What you are asked to do
Format each nonblank line of the data below as a row in a Markdown table, with the columns Row and Line: Row holds a running count starting at 1, and Line holds the text itself.

Records shown
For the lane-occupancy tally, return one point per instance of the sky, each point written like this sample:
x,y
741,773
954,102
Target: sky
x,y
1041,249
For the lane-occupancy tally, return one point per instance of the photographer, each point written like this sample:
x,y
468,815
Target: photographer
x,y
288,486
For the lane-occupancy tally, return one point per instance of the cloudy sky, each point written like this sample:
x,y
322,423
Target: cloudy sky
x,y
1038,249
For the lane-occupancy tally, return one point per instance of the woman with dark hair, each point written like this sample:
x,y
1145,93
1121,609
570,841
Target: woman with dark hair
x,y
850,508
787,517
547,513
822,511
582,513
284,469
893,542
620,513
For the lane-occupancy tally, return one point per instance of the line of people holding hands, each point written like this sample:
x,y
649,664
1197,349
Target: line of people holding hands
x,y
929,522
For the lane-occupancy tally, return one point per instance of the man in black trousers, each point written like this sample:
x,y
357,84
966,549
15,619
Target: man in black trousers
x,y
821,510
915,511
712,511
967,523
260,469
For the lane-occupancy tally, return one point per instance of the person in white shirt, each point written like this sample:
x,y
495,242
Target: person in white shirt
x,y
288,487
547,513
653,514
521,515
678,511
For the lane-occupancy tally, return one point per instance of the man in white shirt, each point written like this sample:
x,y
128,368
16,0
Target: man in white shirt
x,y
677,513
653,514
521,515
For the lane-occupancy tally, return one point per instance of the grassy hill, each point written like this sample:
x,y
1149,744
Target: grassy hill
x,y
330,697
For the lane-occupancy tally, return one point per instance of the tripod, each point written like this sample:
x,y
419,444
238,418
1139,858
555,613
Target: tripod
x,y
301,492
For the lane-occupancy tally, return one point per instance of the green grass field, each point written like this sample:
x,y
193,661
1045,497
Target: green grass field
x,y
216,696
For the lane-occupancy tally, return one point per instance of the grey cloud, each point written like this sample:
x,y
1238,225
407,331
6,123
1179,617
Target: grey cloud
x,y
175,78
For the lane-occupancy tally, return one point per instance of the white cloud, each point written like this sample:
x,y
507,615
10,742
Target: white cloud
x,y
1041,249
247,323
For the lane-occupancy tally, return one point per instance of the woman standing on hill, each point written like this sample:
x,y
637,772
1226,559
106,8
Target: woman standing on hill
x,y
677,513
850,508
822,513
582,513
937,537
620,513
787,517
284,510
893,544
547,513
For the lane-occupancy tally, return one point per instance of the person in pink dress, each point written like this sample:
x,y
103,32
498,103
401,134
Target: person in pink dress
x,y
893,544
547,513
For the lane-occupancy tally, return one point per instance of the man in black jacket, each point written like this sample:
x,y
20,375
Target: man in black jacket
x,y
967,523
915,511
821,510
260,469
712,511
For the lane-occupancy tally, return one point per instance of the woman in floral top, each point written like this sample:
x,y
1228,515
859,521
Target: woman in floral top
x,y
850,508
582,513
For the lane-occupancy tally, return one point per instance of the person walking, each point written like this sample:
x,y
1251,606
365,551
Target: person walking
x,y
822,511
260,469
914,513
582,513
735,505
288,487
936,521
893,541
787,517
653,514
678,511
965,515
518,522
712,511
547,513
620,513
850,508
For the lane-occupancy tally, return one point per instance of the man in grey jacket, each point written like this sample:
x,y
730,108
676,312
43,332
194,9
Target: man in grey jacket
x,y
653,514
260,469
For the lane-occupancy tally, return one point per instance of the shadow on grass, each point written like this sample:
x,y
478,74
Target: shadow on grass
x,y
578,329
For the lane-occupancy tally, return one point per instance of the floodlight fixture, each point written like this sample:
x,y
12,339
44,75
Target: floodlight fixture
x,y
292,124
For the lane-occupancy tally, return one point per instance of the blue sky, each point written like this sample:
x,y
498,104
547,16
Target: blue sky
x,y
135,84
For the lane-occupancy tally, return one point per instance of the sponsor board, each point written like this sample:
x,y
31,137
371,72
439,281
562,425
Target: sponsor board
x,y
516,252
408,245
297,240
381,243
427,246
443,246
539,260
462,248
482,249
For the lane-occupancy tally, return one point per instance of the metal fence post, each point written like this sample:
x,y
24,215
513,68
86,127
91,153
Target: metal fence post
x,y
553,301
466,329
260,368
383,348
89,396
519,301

Task answer
| Row | Line |
|---|---|
| 1 | For the lane-occupancy tally, return one point per instance of the sky, each point written like this sample: |
| 2 | x,y |
| 3 | 741,773 |
| 4 | 954,102 |
| 5 | Target: sky |
| 6 | x,y |
| 7 | 1041,249 |
| 8 | For the lane-occupancy tally, return one point per instance of the photographer, each point written like this sample: |
| 9 | x,y |
| 10 | 468,815 |
| 11 | Target: photographer |
| 12 | x,y |
| 13 | 288,486 |
| 14 | For the lane-occupancy tally, return one point per instance of the cloudy sky, each point written like this sample: |
| 15 | x,y |
| 16 | 322,423 |
| 17 | Target: cloudy sky |
| 18 | x,y |
| 19 | 1038,249 |
| 20 | For the lane-occupancy tally, return one point per instance of the woman with dark hair, each point written like this sample: |
| 21 | x,y |
| 22 | 1145,93 |
| 23 | 1121,609 |
| 24 | 570,841 |
| 25 | Target: woman with dark hair |
| 26 | x,y |
| 27 | 850,508 |
| 28 | 787,517 |
| 29 | 547,513 |
| 30 | 822,511 |
| 31 | 582,513 |
| 32 | 284,469 |
| 33 | 893,542 |
| 34 | 620,513 |
| 35 | For the lane-occupancy tally, return one point per instance of the line of people holding hands, each point written like this sample: |
| 36 | x,y |
| 37 | 649,664 |
| 38 | 1197,349 |
| 39 | Target: line of people holding hands |
| 40 | x,y |
| 41 | 929,522 |
| 42 | For the lane-occupancy tally, return one point per instance of the man in black trousers, each point written like this sample: |
| 43 | x,y |
| 44 | 357,84 |
| 45 | 966,549 |
| 46 | 15,619 |
| 47 | Target: man in black trousers |
| 48 | x,y |
| 49 | 821,510 |
| 50 | 915,511 |
| 51 | 712,511 |
| 52 | 967,523 |
| 53 | 260,469 |
| 54 | For the lane-occupancy tally, return one point per instance of the person in white shirt, each point written like this sample: |
| 55 | x,y |
| 56 | 495,242 |
| 57 | Target: person in white shirt |
| 58 | x,y |
| 59 | 288,487 |
| 60 | 547,513 |
| 61 | 653,514 |
| 62 | 521,515 |
| 63 | 678,511 |
| 64 | For the lane-occupancy tally, return one point per instance of the man in white shirt, each point written like this sample: |
| 65 | x,y |
| 66 | 128,368 |
| 67 | 16,0 |
| 68 | Target: man in white shirt |
| 69 | x,y |
| 70 | 677,513 |
| 71 | 653,514 |
| 72 | 521,515 |
| 73 | For the lane-occupancy tally, return one point per instance of the grassy hill, each point written like this sample: |
| 74 | x,y |
| 75 | 1149,744 |
| 76 | Target: grassy hill |
| 77 | x,y |
| 78 | 330,697 |
| 79 | For the lane-occupancy tally, return one point per instance of the tripod, each point written like this sample: |
| 80 | x,y |
| 81 | 419,444 |
| 82 | 238,418 |
| 83 | 1139,858 |
| 84 | 555,613 |
| 85 | Target: tripod |
| 86 | x,y |
| 87 | 301,492 |
| 88 | For the lane-occupancy tally, return one point per instance of the green grass field, each point written like this sample: |
| 89 | x,y |
| 90 | 193,661 |
| 91 | 1045,497 |
| 92 | Target: green grass field |
| 93 | x,y |
| 94 | 216,696 |
| 95 | For the lane-occupancy tally, return one point per instance of the grey cloud, each point written like this sample: |
| 96 | x,y |
| 97 | 1238,225 |
| 98 | 407,331 |
| 99 | 6,123 |
| 100 | 1179,617 |
| 101 | Target: grey cloud |
| 102 | x,y |
| 103 | 175,78 |
| 104 | For the lane-occupancy tally, return one point per instance of the white cloud, each point written like this sample: |
| 105 | x,y |
| 106 | 507,615 |
| 107 | 10,742 |
| 108 | Target: white cloud |
| 109 | x,y |
| 110 | 1041,249 |
| 111 | 247,323 |
| 112 | For the lane-occupancy tally, return one point per instance of the woman standing on hill, each point written like this sample: |
| 113 | x,y |
| 114 | 637,772 |
| 115 | 1226,559 |
| 116 | 106,8 |
| 117 | Target: woman standing on hill |
| 118 | x,y |
| 119 | 677,513 |
| 120 | 850,508 |
| 121 | 822,513 |
| 122 | 582,513 |
| 123 | 937,537 |
| 124 | 620,513 |
| 125 | 787,517 |
| 126 | 284,510 |
| 127 | 893,544 |
| 128 | 547,513 |
| 129 | For the lane-occupancy tally, return one point per instance of the person in pink dress, each point written like this sample: |
| 130 | x,y |
| 131 | 103,32 |
| 132 | 498,103 |
| 133 | 401,134 |
| 134 | Target: person in pink dress |
| 135 | x,y |
| 136 | 893,544 |
| 137 | 547,513 |
| 138 | For the lane-occupancy tally, return one point per instance of the man in black jacket, each point written like this sample: |
| 139 | x,y |
| 140 | 20,375 |
| 141 | Target: man in black jacket |
| 142 | x,y |
| 143 | 967,523 |
| 144 | 915,511 |
| 145 | 821,510 |
| 146 | 260,469 |
| 147 | 712,511 |
| 148 | For the lane-occupancy tally, return one point per instance of the woman in floral top, each point written like this sample: |
| 149 | x,y |
| 150 | 1228,515 |
| 151 | 859,521 |
| 152 | Target: woman in floral top |
| 153 | x,y |
| 154 | 850,508 |
| 155 | 582,513 |
| 156 | For the lane-occupancy tally, return one point per instance of the person walking, each point written like this sample: |
| 157 | x,y |
| 158 | 1251,606 |
| 159 | 365,551 |
| 160 | Target: person walking |
| 161 | x,y |
| 162 | 822,511 |
| 163 | 260,469 |
| 164 | 914,513 |
| 165 | 582,513 |
| 166 | 735,505 |
| 167 | 288,487 |
| 168 | 936,521 |
| 169 | 893,541 |
| 170 | 787,517 |
| 171 | 653,514 |
| 172 | 678,511 |
| 173 | 965,515 |
| 174 | 518,522 |
| 175 | 712,511 |
| 176 | 547,513 |
| 177 | 620,513 |
| 178 | 850,508 |
| 179 | For the lane-occupancy tally, return one point per instance of the man in grey jacket, each point written like this sample: |
| 180 | x,y |
| 181 | 730,108 |
| 182 | 676,312 |
| 183 | 43,332 |
| 184 | 194,9 |
| 185 | Target: man in grey jacket |
| 186 | x,y |
| 187 | 653,514 |
| 188 | 260,469 |
| 189 | For the lane-occupancy tally, return one point per instance of the shadow on grass, each point written like this sample: |
| 190 | x,y |
| 191 | 478,74 |
| 192 | Target: shadow on grass |
| 193 | x,y |
| 194 | 578,329 |
| 195 | For the lane-occupancy tally, return one point per instance of the floodlight fixture, each point written like this sample: |
| 196 | x,y |
| 197 | 12,339 |
| 198 | 44,75 |
| 199 | Target: floodlight fixture |
| 200 | x,y |
| 201 | 292,124 |
| 202 | For the lane-occupancy tally, return one point per instance of the blue sky, each point written like this sample: |
| 203 | x,y |
| 204 | 498,104 |
| 205 | 547,16 |
| 206 | Target: blue sky |
| 207 | x,y |
| 208 | 135,84 |
| 209 | For the lane-occupancy tally, return one point per instance of the sponsor board, each point written like this sample: |
| 210 | x,y |
| 211 | 31,137 |
| 212 | 371,72 |
| 213 | 439,281 |
| 214 | 562,425 |
| 215 | Target: sponsor board |
| 216 | x,y |
| 217 | 516,252 |
| 218 | 408,245 |
| 219 | 297,240 |
| 220 | 381,243 |
| 221 | 427,246 |
| 222 | 443,246 |
| 223 | 539,260 |
| 224 | 462,248 |
| 225 | 482,249 |
| 226 | For the lane-occupancy tally, return one point per instance of the metal fence post, each point written like this sample: |
| 227 | x,y |
| 228 | 24,215 |
| 229 | 513,68 |
| 230 | 86,127 |
| 231 | 91,153 |
| 232 | Target: metal fence post |
| 233 | x,y |
| 234 | 553,301 |
| 235 | 466,329 |
| 236 | 260,368 |
| 237 | 383,348 |
| 238 | 89,396 |
| 239 | 519,301 |